Exercise inputs:
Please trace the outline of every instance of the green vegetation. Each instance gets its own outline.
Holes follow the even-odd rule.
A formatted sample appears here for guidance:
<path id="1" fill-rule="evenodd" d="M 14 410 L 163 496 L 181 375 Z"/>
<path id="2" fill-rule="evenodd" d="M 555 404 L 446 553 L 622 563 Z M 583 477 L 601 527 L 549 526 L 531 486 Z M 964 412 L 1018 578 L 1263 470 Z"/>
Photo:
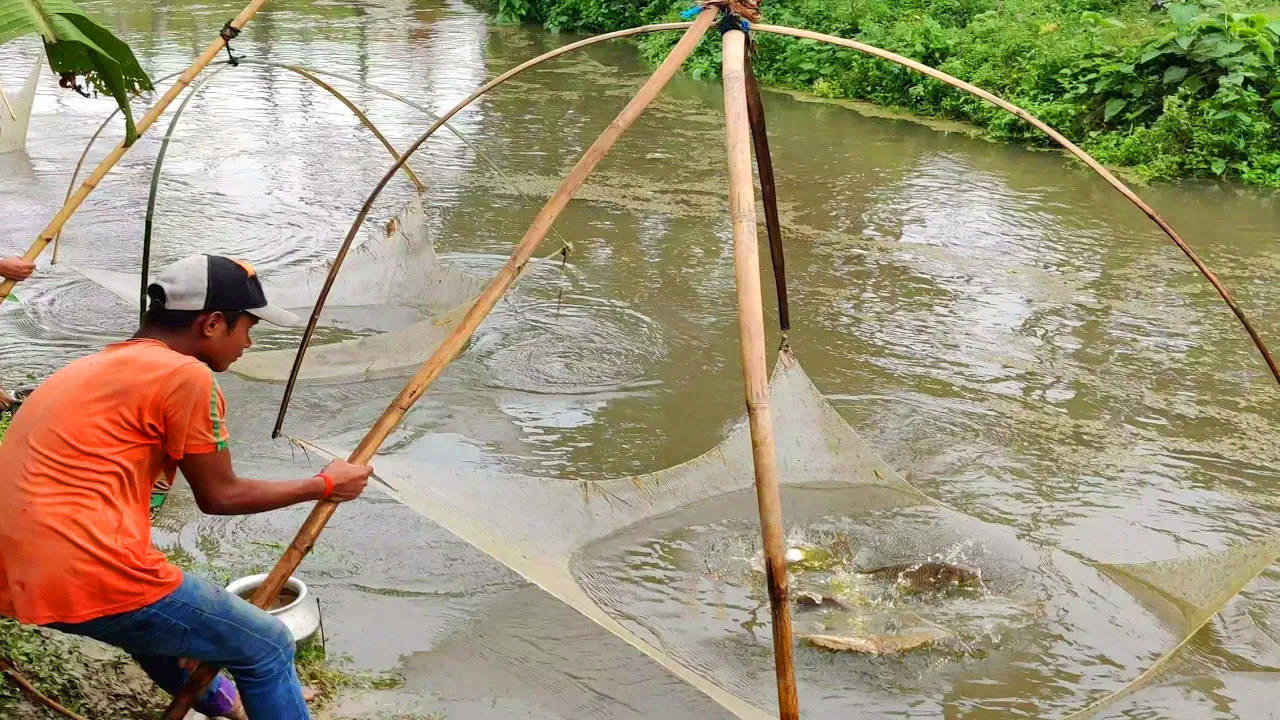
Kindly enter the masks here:
<path id="1" fill-rule="evenodd" d="M 1100 160 L 1147 179 L 1238 178 L 1280 187 L 1280 6 L 1265 0 L 769 0 L 764 22 L 892 50 L 1006 97 Z M 604 32 L 675 19 L 687 0 L 498 0 L 507 20 Z M 1164 6 L 1160 6 L 1164 5 Z M 640 41 L 650 60 L 675 33 Z M 758 33 L 767 85 L 970 122 L 1047 145 L 960 91 L 850 50 Z M 690 59 L 719 73 L 719 42 Z"/>
<path id="2" fill-rule="evenodd" d="M 151 90 L 151 78 L 120 38 L 88 17 L 72 0 L 0 0 L 0 45 L 24 35 L 45 41 L 49 67 L 61 76 L 63 87 L 87 94 L 84 82 L 115 97 L 124 113 L 124 143 L 137 138 L 129 95 Z"/>

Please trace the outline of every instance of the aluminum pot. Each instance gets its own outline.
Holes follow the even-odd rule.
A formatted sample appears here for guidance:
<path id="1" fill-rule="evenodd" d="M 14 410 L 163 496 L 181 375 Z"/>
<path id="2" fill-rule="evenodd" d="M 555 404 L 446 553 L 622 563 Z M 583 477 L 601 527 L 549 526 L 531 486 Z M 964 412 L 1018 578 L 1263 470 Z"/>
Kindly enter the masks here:
<path id="1" fill-rule="evenodd" d="M 239 578 L 238 580 L 232 580 L 232 583 L 227 585 L 227 592 L 247 597 L 253 594 L 253 591 L 256 591 L 265 579 L 266 573 Z M 283 593 L 297 597 L 294 597 L 288 605 L 268 610 L 268 612 L 284 623 L 284 626 L 289 629 L 289 634 L 293 635 L 294 643 L 302 644 L 311 639 L 320 629 L 320 602 L 311 596 L 311 591 L 307 589 L 306 583 L 297 578 L 289 578 L 284 582 Z"/>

What you are asked to do: Could you give back everything from the start of the listing down to the line containing "1100 160 L 1147", swapping "green vegetation" for "leafy shrubs" and keeping everything else the same? Leave the pictures out of your answer.

Full answer:
Please trace the outline of every instance of the leafy shrubs. Each instance gets its own outline.
Holes follow the even-odd rule.
A formatted sample appears here for guidance:
<path id="1" fill-rule="evenodd" d="M 14 410 L 163 496 L 181 375 Z"/>
<path id="2" fill-rule="evenodd" d="M 555 404 L 446 553 L 622 563 Z M 583 477 L 601 527 L 549 526 L 531 486 Z M 964 412 L 1018 578 L 1263 470 Z"/>
Photo:
Kindly enter the masks here:
<path id="1" fill-rule="evenodd" d="M 1100 160 L 1147 179 L 1238 178 L 1280 187 L 1280 6 L 1265 0 L 769 0 L 764 22 L 892 50 L 1006 97 Z M 604 32 L 675 19 L 687 0 L 498 0 L 507 20 Z M 1164 6 L 1160 6 L 1164 5 Z M 640 41 L 650 60 L 675 33 Z M 758 33 L 767 85 L 970 122 L 1047 145 L 960 91 L 850 50 Z M 690 59 L 719 73 L 719 42 Z"/>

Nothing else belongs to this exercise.